### Records for this exercise
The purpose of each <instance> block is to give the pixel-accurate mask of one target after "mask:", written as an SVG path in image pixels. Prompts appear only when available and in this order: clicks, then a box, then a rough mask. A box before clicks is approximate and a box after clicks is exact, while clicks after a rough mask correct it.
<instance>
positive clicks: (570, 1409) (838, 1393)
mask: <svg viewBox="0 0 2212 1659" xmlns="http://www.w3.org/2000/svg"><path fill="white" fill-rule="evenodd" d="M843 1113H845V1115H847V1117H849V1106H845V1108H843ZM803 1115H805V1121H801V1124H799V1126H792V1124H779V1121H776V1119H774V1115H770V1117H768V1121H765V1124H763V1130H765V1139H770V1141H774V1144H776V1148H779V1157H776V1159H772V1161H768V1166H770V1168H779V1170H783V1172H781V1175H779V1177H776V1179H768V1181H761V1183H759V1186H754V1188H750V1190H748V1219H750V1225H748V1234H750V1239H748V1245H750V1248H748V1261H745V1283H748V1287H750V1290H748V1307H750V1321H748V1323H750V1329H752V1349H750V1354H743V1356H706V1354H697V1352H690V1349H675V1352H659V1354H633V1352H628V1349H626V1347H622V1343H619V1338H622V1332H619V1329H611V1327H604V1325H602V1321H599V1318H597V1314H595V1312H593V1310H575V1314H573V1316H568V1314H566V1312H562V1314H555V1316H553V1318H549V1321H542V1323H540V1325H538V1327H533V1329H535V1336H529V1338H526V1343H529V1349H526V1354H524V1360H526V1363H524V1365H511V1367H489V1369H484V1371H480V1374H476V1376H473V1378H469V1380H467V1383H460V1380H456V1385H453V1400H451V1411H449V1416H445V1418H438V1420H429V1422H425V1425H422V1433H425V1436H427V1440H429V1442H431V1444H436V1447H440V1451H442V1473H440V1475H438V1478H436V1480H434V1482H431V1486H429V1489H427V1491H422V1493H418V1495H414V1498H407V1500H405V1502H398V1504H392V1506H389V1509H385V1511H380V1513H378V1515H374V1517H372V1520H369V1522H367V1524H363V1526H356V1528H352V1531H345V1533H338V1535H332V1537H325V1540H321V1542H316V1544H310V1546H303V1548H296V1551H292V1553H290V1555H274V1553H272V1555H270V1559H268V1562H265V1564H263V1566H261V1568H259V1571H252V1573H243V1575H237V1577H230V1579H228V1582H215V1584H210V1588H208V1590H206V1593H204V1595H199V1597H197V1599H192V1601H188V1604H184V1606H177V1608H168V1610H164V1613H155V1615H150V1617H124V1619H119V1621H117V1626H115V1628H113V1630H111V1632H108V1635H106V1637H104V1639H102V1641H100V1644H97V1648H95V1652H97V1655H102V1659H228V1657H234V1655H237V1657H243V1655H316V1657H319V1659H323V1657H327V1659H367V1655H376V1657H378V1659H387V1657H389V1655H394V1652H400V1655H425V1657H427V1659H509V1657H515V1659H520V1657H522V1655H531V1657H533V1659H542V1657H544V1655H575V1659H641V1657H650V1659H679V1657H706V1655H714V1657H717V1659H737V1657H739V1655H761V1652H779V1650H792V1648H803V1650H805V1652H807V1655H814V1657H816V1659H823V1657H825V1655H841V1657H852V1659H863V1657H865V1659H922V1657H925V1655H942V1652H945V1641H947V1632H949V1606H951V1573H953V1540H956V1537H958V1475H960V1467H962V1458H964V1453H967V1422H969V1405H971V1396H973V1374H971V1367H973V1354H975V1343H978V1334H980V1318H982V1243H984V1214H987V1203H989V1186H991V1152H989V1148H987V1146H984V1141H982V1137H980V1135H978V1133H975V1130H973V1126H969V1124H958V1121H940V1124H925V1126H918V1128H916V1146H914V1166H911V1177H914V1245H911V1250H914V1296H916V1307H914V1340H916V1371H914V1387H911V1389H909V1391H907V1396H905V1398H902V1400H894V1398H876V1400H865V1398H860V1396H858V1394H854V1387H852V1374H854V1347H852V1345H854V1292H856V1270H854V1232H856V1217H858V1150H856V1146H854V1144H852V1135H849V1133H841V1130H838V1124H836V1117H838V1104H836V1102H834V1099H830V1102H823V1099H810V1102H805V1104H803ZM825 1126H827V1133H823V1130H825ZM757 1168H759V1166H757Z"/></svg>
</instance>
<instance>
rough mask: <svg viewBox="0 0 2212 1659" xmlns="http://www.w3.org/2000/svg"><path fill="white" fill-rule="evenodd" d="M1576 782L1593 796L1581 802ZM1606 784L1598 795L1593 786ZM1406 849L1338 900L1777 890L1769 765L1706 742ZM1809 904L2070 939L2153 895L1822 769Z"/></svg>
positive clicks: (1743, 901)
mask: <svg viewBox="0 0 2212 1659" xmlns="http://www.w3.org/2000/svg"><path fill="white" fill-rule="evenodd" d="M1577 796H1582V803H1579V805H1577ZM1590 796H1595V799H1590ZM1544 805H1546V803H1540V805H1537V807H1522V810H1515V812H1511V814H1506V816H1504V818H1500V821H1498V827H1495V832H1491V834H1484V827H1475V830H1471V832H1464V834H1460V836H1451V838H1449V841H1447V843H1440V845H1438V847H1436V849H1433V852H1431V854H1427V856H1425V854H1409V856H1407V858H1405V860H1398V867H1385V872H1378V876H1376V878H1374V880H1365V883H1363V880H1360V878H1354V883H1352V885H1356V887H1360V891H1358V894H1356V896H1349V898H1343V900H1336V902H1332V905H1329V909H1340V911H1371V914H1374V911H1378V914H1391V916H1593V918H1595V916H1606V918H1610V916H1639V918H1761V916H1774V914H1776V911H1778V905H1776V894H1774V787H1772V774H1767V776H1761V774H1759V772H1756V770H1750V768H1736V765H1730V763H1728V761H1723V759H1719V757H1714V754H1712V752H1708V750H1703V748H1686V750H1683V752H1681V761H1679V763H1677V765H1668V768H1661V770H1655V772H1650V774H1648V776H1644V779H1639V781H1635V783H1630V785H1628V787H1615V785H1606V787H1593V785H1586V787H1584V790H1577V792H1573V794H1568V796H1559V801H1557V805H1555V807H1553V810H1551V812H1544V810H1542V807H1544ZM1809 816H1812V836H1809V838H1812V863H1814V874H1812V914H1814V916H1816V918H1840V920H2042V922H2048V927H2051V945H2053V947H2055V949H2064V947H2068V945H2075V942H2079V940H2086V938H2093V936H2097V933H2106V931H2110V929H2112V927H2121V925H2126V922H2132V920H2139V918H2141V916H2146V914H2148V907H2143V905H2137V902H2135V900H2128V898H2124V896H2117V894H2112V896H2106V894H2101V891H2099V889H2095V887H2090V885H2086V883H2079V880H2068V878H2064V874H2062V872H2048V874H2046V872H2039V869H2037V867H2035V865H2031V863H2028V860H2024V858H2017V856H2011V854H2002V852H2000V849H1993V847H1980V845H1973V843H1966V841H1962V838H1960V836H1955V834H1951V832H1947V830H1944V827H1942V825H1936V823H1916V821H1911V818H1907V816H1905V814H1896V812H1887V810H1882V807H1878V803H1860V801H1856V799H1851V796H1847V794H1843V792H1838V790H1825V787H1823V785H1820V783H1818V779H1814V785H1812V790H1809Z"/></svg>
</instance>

### Assignment
Reproduce all of the material above word for word, from its first line through its last.

### Response
The purpose of each <instance> block is to give the pixel-accurate mask of one target after "mask:", written as an SVG path in image pixels. Prompts appear only when available and in this order: clicks, then a box, then a rough mask. A box before clicks is approximate and a box after clicks is exact, while clicks after a rough mask correct it.
<instance>
positive clicks: (570, 1409) (838, 1393)
mask: <svg viewBox="0 0 2212 1659" xmlns="http://www.w3.org/2000/svg"><path fill="white" fill-rule="evenodd" d="M843 1113H845V1115H847V1117H849V1106H845V1108H843ZM803 1115H805V1121H801V1124H799V1126H792V1124H779V1121H776V1119H774V1115H770V1117H768V1121H765V1124H763V1130H765V1139H770V1141H774V1144H776V1148H779V1157H776V1159H772V1161H768V1166H770V1168H779V1170H783V1172H781V1175H779V1177H776V1179H768V1181H761V1183H759V1186H754V1188H750V1190H748V1219H750V1225H748V1234H750V1239H748V1245H750V1248H748V1261H745V1283H748V1287H750V1290H748V1307H750V1321H748V1323H750V1329H752V1349H750V1354H743V1356H706V1354H697V1352H690V1349H675V1352H659V1354H633V1352H628V1349H626V1347H622V1343H619V1338H622V1332H619V1329H611V1327H604V1325H602V1321H599V1318H597V1314H595V1312H593V1310H575V1314H573V1316H568V1314H566V1312H562V1314H555V1316H553V1318H549V1321H542V1323H540V1325H538V1327H533V1329H535V1336H529V1338H526V1343H529V1349H526V1354H524V1360H526V1363H524V1365H511V1367H489V1369H484V1371H480V1374H476V1376H473V1378H469V1380H467V1383H460V1380H456V1385H453V1400H451V1411H449V1416H445V1418H438V1420H429V1422H425V1425H422V1433H425V1436H427V1440H429V1442H431V1444H436V1447H440V1451H442V1473H440V1475H438V1478H436V1480H434V1482H431V1486H429V1489H427V1491H422V1493H418V1495H414V1498H407V1500H405V1502H398V1504H392V1506H389V1509H385V1511H380V1513H378V1515H374V1517H372V1520H369V1522H367V1524H363V1526H356V1528H352V1531H345V1533H338V1535H332V1537H325V1540H321V1542H316V1544H310V1546H303V1548H296V1551H292V1553H290V1555H274V1553H272V1555H270V1559H268V1562H265V1564H263V1566H261V1568H259V1571H252V1573H243V1575H237V1577H230V1579H228V1582H215V1584H210V1588H208V1590H206V1593H204V1595H199V1597H197V1599H192V1601H188V1604H184V1606H177V1608H168V1610H164V1613H155V1615H150V1617H124V1619H119V1621H117V1626H115V1628H113V1630H111V1632H108V1635H106V1637H104V1639H102V1641H100V1644H97V1648H95V1652H97V1655H102V1659H228V1657H234V1655H237V1657H243V1655H316V1657H319V1659H323V1657H327V1659H367V1655H376V1657H378V1659H387V1657H389V1655H394V1652H400V1655H425V1657H427V1659H509V1657H515V1659H520V1657H522V1655H531V1657H533V1659H542V1657H544V1655H575V1659H641V1657H650V1659H679V1657H706V1655H714V1657H717V1659H737V1657H739V1655H761V1652H779V1650H792V1648H803V1650H805V1652H807V1655H814V1657H816V1659H823V1657H825V1655H841V1657H852V1659H863V1657H865V1659H922V1657H925V1655H942V1652H945V1641H947V1632H949V1606H951V1573H953V1540H956V1537H958V1475H960V1467H962V1458H964V1453H967V1422H969V1405H971V1396H973V1374H971V1367H973V1354H975V1343H978V1334H980V1318H982V1243H984V1214H987V1203H989V1186H991V1152H989V1148H987V1146H984V1141H982V1137H980V1135H978V1133H975V1130H973V1126H969V1124H958V1121H940V1124H925V1126H918V1128H916V1146H914V1166H911V1177H914V1245H911V1250H914V1296H916V1307H914V1340H916V1371H914V1387H911V1389H909V1391H907V1396H905V1398H902V1400H894V1398H876V1400H865V1398H860V1396H858V1394H854V1387H852V1374H854V1347H852V1345H854V1292H856V1270H854V1232H856V1217H858V1150H856V1146H854V1144H852V1135H849V1133H841V1130H838V1124H836V1117H838V1104H836V1102H834V1099H830V1102H823V1099H810V1102H805V1104H803ZM825 1126H827V1133H823V1130H825ZM757 1168H759V1166H757Z"/></svg>
</instance>
<instance>
rough mask: <svg viewBox="0 0 2212 1659" xmlns="http://www.w3.org/2000/svg"><path fill="white" fill-rule="evenodd" d="M1576 782L1593 796L1581 802ZM1606 784L1598 795L1593 786ZM1406 849L1338 900L1777 890L1769 765L1706 742ZM1809 904L2070 939L2153 895L1822 769Z"/></svg>
positive clicks: (1743, 901)
mask: <svg viewBox="0 0 2212 1659" xmlns="http://www.w3.org/2000/svg"><path fill="white" fill-rule="evenodd" d="M1577 796H1582V803H1579V805H1577ZM1590 796H1595V799H1590ZM1544 805H1546V803H1540V805H1537V807H1522V810H1515V812H1511V814H1506V816H1504V818H1500V821H1498V827H1495V832H1491V834H1484V827H1475V830H1471V832H1464V834H1460V836H1451V838H1449V841H1447V843H1440V845H1438V847H1436V849H1433V852H1431V854H1427V856H1425V854H1409V856H1407V858H1405V860H1398V867H1385V872H1378V876H1376V878H1374V880H1365V883H1363V880H1360V878H1354V883H1352V885H1356V887H1360V891H1358V894H1356V896H1349V898H1343V900H1336V902H1332V905H1329V909H1340V911H1371V914H1374V911H1378V914H1391V916H1593V918H1595V916H1606V918H1610V916H1639V918H1761V916H1774V914H1776V911H1778V905H1776V894H1774V787H1772V774H1767V776H1761V774H1759V772H1756V770H1750V768H1736V765H1730V763H1728V761H1723V759H1719V757H1714V754H1712V752H1708V750H1703V748H1686V750H1683V752H1681V761H1679V763H1677V765H1668V768H1661V770H1655V772H1650V774H1648V776H1644V779H1639V781H1635V783H1630V785H1628V787H1615V785H1606V787H1593V785H1586V787H1584V790H1577V792H1573V794H1568V796H1559V801H1557V805H1555V807H1553V810H1551V812H1544V810H1542V807H1544ZM1809 816H1812V836H1809V838H1812V863H1814V874H1812V914H1814V916H1816V918H1840V920H2042V922H2048V927H2051V945H2053V947H2055V949H2064V947H2068V945H2075V942H2079V940H2086V938H2093V936H2097V933H2106V931H2110V929H2112V927H2121V925H2126V922H2132V920H2139V918H2141V916H2146V914H2148V907H2143V905H2137V902H2135V900H2128V898H2124V896H2117V894H2112V896H2106V894H2101V891H2099V889H2095V887H2090V885H2086V883H2079V880H2068V878H2064V874H2062V872H2048V874H2046V872H2039V869H2037V867H2035V865H2031V863H2028V860H2024V858H2017V856H2011V854H2002V852H2000V849H1993V847H1980V845H1973V843H1966V841H1962V838H1960V836H1955V834H1951V832H1947V830H1944V827H1942V825H1936V823H1916V821H1911V818H1907V816H1905V814H1896V812H1887V810H1882V807H1878V803H1860V801H1856V799H1851V796H1847V794H1843V792H1838V790H1825V787H1823V785H1820V783H1818V779H1814V785H1812V790H1809Z"/></svg>
</instance>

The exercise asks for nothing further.